:: RECORDS

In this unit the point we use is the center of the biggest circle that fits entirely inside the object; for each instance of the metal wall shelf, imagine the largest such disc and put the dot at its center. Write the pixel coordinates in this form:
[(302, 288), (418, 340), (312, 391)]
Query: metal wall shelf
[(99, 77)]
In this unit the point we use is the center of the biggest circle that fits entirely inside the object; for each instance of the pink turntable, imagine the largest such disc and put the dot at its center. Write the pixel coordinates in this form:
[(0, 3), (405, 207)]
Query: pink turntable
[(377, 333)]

::::

TO DO - The lines to set down, exactly and with both ends included, run from the one containing "of the pink" to the last line of the data above.

ANSWER TO THE EXERCISE -
In this unit the point we use is the center of the biggest circle that fits entirely inside the object; for each instance of the pink turntable, imagine the largest such disc and put the dot at its center. Write the pixel coordinates in this form:
[(0, 3), (405, 207)]
Query: pink turntable
[(377, 333)]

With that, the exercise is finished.